### Instruction
Please format the records, from the start through the line holding "[483, 289, 511, 323]" inclusive, as a two-column CSV with the header columns "text" and "answer". Give one row per record, with each value in a single quoted field and line breaks replaced by spaces.

### Records shown
──────────────────────────────

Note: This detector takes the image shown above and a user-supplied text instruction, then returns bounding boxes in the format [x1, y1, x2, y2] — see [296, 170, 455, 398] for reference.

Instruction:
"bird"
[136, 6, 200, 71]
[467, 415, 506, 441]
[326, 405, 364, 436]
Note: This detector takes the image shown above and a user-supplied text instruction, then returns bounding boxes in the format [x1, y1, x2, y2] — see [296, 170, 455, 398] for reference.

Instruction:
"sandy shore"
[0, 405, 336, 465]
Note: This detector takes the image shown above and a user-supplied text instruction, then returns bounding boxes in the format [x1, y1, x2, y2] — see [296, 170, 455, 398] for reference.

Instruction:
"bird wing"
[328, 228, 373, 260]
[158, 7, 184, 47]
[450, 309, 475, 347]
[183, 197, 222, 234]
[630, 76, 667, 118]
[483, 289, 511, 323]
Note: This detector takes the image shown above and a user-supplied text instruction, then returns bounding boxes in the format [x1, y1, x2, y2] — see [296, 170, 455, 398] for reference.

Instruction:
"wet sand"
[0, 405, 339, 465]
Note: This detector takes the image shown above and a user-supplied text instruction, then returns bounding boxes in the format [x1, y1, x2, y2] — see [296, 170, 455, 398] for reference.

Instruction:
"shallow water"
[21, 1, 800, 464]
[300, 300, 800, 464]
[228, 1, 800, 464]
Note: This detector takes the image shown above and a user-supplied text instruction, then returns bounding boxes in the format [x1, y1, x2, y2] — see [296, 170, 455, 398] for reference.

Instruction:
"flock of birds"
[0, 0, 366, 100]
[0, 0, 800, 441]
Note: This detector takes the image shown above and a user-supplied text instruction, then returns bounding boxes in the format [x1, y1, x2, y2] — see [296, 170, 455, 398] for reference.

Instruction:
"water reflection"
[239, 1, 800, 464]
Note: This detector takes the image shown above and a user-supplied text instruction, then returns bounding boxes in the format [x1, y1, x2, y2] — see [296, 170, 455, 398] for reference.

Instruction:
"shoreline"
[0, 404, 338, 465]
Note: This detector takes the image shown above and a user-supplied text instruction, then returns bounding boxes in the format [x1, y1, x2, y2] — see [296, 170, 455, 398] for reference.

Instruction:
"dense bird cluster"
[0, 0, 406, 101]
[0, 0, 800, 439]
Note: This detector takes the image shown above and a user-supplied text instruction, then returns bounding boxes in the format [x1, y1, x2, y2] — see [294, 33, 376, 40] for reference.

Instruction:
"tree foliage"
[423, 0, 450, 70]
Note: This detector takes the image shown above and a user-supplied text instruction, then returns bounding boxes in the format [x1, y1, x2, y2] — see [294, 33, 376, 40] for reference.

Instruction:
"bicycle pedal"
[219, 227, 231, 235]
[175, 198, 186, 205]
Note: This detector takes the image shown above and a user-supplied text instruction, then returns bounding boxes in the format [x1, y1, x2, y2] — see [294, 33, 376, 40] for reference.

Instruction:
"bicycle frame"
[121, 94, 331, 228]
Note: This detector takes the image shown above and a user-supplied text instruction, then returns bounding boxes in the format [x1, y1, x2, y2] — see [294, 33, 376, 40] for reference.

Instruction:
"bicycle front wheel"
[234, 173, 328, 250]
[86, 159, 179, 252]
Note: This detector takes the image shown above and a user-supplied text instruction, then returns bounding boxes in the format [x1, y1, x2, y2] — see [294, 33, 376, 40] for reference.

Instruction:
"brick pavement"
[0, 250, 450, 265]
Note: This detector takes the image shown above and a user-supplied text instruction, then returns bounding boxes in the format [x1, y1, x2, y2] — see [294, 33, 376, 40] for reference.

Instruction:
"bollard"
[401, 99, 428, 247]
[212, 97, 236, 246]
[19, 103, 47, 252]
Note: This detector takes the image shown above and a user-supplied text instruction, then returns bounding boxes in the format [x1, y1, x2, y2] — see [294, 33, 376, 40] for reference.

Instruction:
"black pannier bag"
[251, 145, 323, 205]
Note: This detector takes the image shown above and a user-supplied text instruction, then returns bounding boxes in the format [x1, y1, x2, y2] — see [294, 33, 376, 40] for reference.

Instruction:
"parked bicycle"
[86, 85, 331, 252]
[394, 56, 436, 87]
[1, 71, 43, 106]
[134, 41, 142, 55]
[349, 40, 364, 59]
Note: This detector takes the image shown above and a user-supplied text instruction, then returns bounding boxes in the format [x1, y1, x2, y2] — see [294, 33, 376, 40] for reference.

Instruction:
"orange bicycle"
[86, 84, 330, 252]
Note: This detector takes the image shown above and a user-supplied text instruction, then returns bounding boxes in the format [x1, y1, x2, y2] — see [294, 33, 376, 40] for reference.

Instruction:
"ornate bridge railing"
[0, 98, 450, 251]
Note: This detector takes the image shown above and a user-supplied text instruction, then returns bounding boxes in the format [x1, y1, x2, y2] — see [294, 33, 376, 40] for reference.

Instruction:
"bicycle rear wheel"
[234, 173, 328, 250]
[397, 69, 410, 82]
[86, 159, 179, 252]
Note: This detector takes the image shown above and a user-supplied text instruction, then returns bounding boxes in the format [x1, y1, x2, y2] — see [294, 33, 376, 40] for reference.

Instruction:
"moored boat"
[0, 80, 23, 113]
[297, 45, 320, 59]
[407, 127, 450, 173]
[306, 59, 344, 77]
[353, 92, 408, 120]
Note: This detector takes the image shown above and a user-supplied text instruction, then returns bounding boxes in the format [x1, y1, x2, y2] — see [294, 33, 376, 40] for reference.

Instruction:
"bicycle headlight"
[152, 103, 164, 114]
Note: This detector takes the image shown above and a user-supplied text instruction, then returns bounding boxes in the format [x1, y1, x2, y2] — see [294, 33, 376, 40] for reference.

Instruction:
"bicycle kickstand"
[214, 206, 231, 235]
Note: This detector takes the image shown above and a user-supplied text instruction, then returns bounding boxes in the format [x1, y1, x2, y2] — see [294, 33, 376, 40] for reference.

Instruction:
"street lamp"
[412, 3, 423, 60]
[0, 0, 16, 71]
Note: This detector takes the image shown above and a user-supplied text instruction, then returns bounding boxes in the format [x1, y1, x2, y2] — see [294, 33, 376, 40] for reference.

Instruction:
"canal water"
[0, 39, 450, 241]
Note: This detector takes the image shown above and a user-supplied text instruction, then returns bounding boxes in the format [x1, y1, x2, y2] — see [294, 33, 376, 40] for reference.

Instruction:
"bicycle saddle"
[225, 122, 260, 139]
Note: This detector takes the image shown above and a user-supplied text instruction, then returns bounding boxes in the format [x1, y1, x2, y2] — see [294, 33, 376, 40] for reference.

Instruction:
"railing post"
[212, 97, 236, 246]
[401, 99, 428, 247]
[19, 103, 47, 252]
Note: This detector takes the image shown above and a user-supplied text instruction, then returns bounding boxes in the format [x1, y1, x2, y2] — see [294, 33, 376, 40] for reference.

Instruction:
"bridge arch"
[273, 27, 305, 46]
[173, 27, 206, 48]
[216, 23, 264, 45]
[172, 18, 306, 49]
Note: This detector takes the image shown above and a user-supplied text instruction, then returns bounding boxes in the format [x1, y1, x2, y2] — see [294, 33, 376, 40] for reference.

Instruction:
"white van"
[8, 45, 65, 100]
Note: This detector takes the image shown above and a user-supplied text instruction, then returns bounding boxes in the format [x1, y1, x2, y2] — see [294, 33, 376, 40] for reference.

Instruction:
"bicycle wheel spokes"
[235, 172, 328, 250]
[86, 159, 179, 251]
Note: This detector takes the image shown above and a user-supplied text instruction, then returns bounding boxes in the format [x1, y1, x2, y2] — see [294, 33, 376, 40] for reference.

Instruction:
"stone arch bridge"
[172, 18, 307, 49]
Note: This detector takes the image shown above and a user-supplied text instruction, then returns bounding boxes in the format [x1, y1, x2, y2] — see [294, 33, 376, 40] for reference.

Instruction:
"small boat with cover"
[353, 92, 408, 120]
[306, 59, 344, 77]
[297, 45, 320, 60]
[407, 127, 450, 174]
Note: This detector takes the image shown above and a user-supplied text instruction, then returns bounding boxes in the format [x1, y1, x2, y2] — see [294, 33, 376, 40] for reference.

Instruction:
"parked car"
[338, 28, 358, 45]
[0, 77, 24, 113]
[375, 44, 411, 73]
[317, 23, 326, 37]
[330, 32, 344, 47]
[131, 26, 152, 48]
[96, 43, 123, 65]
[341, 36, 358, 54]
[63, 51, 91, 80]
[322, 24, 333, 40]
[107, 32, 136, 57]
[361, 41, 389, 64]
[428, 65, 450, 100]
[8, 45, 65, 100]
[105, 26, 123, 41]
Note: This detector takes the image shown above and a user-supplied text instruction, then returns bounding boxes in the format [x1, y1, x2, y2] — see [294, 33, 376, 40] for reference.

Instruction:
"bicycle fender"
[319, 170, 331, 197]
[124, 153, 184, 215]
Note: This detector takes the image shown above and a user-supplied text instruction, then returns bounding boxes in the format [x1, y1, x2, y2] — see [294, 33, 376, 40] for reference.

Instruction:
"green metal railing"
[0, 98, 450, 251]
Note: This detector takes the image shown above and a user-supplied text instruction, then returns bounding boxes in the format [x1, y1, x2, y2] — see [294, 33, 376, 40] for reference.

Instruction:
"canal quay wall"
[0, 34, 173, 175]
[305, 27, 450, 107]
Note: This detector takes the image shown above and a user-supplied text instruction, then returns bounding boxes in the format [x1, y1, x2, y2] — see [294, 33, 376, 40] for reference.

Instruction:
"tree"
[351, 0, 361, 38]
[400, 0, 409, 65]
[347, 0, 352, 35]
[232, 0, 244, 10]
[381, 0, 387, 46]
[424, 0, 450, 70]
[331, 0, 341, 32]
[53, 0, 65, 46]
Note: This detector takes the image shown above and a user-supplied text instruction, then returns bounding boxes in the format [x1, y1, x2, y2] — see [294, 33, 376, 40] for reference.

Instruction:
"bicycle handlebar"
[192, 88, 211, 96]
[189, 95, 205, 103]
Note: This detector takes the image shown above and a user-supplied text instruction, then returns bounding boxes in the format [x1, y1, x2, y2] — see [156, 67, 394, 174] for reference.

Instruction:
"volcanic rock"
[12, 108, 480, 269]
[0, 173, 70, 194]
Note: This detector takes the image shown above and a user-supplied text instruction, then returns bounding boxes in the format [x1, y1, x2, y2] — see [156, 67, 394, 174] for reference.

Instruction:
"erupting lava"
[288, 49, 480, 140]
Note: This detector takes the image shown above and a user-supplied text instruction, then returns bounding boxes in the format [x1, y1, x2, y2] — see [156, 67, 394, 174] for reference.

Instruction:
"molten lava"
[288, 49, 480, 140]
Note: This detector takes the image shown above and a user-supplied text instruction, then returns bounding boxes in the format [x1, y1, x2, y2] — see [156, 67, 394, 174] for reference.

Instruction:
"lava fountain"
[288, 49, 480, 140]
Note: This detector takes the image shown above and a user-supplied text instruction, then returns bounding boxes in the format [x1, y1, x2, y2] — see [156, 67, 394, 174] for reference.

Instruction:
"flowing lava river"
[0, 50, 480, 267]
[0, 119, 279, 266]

──────────────────────────────

### Result
text,answer
"Note: This detector takes the image shown above and a user-supplied text instruction, then returns bounding boxes in the format [x1, y1, x2, y2] — see [296, 170, 455, 398] for reference. Instruction: ""bird""","[136, 6, 200, 71] [467, 415, 506, 441] [326, 405, 364, 436]"
"Note: This detector takes the image shown above and a user-supplied text instruction, then returns bounding boxes in the format [x1, y1, x2, y2] — see [296, 170, 455, 398] for reference. Instruction: ""sandy shore""","[0, 405, 336, 465]"
"Note: This detector takes the image shown above and a user-supplied text instruction, then returns bounding boxes in the format [x1, y1, x2, y2] — see [296, 170, 455, 398] for reference. Instruction: ""bird wing""","[328, 228, 373, 260] [158, 7, 184, 47] [450, 309, 475, 347] [183, 197, 222, 234] [630, 76, 667, 118] [483, 289, 511, 323]"